### DATASET ###

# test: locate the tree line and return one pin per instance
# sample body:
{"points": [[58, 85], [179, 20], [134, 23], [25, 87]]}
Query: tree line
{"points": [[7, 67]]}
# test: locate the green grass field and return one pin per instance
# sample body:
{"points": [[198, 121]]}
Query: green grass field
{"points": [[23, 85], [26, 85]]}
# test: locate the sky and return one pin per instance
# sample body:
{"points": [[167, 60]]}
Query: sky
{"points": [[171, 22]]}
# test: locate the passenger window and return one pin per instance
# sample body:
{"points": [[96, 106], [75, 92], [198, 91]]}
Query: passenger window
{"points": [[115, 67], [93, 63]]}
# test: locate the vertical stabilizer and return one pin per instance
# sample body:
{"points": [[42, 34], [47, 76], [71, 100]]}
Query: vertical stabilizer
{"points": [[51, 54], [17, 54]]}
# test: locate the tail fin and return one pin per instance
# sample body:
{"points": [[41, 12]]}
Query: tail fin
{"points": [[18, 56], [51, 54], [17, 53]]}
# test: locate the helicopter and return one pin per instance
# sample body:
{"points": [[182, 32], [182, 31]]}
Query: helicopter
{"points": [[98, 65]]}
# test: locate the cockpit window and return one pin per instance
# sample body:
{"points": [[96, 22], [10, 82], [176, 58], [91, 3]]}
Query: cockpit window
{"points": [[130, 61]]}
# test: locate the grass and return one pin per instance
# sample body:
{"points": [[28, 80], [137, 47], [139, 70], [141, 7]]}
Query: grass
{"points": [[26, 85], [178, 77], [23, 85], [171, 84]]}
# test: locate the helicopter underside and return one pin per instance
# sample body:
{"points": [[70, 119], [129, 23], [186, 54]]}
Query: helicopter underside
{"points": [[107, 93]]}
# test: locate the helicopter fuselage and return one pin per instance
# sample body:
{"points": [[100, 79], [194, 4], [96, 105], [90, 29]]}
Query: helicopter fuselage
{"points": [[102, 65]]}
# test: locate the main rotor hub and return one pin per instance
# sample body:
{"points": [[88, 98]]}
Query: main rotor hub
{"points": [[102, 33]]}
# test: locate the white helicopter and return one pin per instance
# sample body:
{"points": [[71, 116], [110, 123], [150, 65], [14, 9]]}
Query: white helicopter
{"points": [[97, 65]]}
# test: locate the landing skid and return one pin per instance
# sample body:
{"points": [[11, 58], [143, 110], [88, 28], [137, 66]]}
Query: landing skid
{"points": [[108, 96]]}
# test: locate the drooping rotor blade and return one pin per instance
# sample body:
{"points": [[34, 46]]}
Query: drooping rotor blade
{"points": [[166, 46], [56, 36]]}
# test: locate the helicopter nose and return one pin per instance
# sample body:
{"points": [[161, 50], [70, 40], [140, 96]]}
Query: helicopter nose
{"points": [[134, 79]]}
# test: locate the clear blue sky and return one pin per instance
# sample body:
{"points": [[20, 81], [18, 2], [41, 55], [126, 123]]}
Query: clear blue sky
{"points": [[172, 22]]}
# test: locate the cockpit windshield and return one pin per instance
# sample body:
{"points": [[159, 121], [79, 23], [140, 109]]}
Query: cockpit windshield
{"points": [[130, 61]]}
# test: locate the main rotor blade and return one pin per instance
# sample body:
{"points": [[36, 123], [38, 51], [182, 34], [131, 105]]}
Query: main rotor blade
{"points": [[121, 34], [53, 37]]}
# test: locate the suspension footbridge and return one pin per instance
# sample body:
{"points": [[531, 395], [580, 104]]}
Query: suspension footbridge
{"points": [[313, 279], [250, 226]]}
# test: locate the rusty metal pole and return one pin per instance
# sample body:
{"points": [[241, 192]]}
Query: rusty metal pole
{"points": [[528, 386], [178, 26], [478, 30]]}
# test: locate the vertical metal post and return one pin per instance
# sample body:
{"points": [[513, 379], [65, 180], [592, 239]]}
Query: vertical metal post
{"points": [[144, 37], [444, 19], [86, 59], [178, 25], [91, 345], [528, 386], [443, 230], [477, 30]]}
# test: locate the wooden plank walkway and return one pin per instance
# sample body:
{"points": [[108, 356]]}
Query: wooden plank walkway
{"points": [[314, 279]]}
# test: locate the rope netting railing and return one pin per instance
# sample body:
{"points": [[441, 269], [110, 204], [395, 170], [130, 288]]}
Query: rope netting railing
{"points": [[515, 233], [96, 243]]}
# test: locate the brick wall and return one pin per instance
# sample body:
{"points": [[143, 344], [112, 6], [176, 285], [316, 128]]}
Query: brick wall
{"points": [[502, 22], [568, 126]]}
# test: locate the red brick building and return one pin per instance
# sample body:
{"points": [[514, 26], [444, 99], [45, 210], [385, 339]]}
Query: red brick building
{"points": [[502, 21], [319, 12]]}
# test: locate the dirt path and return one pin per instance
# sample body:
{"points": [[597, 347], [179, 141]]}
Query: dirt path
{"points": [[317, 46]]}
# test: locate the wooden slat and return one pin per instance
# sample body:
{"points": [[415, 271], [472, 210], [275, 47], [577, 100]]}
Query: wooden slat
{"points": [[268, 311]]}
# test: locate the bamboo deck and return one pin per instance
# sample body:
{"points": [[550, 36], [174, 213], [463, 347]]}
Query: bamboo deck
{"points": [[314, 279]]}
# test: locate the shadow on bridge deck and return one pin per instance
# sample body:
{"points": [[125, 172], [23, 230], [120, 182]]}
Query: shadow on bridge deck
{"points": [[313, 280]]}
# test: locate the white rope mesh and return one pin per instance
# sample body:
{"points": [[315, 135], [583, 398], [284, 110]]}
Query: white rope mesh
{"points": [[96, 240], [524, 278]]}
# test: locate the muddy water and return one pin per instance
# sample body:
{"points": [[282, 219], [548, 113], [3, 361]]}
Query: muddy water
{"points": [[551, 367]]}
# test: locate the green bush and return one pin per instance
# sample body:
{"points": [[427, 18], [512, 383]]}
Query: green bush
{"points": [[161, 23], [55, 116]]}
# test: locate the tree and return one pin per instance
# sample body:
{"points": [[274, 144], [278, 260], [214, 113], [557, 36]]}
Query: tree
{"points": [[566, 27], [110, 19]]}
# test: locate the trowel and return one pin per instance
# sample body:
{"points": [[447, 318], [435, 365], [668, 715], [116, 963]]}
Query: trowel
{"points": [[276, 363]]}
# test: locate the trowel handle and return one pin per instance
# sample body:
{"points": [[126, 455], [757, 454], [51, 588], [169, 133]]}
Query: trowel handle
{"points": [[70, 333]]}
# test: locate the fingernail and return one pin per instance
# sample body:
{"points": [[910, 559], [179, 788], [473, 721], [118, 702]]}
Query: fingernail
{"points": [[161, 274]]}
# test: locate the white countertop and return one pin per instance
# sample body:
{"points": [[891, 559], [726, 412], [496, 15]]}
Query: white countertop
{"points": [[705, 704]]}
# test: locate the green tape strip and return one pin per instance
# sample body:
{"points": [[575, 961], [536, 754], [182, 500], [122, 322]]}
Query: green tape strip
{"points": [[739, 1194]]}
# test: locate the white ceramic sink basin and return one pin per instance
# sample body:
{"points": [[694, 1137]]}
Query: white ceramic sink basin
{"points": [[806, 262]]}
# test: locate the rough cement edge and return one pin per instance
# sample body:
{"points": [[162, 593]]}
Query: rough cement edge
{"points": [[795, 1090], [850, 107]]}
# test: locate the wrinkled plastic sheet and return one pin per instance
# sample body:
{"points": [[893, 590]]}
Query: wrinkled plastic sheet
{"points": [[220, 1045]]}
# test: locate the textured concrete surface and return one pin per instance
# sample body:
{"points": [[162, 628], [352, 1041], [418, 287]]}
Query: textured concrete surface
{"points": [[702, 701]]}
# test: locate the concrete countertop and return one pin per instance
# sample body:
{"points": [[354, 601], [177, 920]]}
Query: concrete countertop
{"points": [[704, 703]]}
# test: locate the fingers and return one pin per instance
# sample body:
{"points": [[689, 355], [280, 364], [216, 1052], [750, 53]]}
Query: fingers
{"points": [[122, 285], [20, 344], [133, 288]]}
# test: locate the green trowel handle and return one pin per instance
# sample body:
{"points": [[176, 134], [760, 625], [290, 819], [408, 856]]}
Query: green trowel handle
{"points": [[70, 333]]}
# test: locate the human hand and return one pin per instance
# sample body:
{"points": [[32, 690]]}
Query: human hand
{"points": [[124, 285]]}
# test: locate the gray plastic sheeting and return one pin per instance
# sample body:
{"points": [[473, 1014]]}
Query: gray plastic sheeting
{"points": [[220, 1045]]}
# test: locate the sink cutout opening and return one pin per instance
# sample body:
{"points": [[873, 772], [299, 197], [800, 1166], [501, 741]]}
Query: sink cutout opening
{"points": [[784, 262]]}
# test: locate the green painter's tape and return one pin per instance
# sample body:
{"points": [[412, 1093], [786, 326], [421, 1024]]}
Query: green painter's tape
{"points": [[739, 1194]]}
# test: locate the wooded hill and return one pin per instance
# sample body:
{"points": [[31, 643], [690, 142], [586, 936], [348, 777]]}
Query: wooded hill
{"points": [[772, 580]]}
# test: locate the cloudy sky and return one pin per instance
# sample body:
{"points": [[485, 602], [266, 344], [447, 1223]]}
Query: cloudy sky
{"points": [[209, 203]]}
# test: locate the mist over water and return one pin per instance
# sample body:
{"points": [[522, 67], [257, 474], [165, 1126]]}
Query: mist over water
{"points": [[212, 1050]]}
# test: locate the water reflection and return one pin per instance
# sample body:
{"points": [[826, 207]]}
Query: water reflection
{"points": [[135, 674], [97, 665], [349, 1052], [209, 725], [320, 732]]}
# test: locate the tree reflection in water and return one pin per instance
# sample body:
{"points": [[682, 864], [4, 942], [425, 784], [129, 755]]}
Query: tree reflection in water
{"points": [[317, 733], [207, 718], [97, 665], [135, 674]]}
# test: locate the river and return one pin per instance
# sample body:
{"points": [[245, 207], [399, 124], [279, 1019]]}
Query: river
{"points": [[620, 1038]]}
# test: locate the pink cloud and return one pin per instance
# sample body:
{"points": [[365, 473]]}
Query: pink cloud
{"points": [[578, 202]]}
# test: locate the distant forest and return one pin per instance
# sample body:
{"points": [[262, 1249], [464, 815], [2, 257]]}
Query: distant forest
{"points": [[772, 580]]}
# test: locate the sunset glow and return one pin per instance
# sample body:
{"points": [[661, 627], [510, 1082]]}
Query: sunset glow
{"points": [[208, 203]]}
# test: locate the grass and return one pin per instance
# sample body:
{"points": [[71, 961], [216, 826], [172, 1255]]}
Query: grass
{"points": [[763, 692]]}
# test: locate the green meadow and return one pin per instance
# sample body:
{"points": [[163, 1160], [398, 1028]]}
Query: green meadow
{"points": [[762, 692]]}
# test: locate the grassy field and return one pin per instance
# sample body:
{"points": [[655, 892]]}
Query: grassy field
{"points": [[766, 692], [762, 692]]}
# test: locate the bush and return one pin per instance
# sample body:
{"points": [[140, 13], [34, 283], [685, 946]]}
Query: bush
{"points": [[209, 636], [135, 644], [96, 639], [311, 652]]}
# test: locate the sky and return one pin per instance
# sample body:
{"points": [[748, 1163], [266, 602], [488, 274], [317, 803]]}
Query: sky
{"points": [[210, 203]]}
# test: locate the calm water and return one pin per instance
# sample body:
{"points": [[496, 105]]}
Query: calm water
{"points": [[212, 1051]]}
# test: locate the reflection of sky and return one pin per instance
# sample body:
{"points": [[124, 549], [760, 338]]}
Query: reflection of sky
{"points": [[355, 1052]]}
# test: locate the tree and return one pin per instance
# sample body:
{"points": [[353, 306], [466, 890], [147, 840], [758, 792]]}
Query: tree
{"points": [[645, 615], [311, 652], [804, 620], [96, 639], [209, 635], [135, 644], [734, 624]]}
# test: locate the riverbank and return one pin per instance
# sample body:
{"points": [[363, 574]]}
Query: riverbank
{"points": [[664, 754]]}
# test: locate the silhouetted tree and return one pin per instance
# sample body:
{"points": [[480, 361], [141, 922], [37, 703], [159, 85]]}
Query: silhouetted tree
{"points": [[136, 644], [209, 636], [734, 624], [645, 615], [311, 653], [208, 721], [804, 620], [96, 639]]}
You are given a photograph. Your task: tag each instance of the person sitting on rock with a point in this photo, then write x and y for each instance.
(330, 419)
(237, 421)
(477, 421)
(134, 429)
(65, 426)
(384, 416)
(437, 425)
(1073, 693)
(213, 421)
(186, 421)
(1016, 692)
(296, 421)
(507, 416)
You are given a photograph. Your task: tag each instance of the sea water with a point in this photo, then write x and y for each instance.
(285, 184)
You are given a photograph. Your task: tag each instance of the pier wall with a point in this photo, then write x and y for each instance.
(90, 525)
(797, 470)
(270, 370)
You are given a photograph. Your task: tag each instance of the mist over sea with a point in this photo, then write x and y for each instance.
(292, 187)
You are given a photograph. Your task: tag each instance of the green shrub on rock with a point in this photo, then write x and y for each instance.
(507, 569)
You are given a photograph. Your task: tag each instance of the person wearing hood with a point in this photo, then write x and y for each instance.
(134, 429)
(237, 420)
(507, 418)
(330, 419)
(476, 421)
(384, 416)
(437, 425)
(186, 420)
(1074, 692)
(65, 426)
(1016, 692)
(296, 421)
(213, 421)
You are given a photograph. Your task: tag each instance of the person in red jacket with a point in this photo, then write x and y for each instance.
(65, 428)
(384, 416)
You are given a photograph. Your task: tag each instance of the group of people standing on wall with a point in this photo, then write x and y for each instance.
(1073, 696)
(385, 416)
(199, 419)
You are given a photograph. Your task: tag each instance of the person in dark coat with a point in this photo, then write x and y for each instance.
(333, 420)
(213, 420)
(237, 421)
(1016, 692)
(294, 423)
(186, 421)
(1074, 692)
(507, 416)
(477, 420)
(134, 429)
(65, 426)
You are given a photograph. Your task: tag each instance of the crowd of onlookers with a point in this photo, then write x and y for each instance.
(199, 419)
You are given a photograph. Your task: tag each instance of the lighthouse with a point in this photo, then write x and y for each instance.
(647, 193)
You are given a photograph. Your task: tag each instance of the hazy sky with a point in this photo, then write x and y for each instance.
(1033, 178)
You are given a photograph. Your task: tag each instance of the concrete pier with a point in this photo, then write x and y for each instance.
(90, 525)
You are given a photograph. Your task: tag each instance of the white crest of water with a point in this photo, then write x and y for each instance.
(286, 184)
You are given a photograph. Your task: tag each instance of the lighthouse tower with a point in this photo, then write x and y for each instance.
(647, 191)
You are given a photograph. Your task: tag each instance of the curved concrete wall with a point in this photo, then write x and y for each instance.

###

WHAT NEEDS TO BE DONE
Write out only what runs from the line holding "person in red" through the last line of the records, exactly as shown.

EXERCISE RESULT
You are given a photograph. Your task: tag each instance of the person in red jacket with a point in this photo, then write x and y for each instance.
(65, 428)
(384, 416)
You are given a photograph. Your task: tag each instance of the group of people standing on wall with a point in this photo, then write x and y for each instance.
(1073, 696)
(385, 416)
(199, 419)
You are given a photograph. Your task: tag each instance of the person in dark coat with a point in this photo, then write x and y for each instance.
(333, 420)
(213, 420)
(237, 421)
(1016, 692)
(294, 423)
(186, 421)
(1074, 692)
(507, 416)
(477, 420)
(134, 429)
(65, 426)
You are given a photograph. Your task: tag each instance of the crowd of onlookers with a point in this photo, then write x and y for each instance.
(199, 419)
You are given a photograph. Your task: tag each instance of the lighthouse with a point in this photo, then write x and y for each instance.
(647, 193)
You are given a photograph. Your task: tag each instance of the hazy sky with a point in this photo, then write x and y for each instance.
(1033, 178)
You are given a photograph. Your task: tag each instance of the concrete pier with a point in this photo, then write x and y for each instance.
(90, 525)
You are given a photograph. Your task: tag each instance of the white crest of water with a point in this photo, then write x and y for each instance.
(286, 184)
You are given a photograph. Your task: tag each instance of the lighthouse tower with a point in this photo, then write x and y for each instance.
(647, 191)
You are given a photograph. Your task: tag each instance of the curved concrete wall with a point in this photo, then write x and y for each instance.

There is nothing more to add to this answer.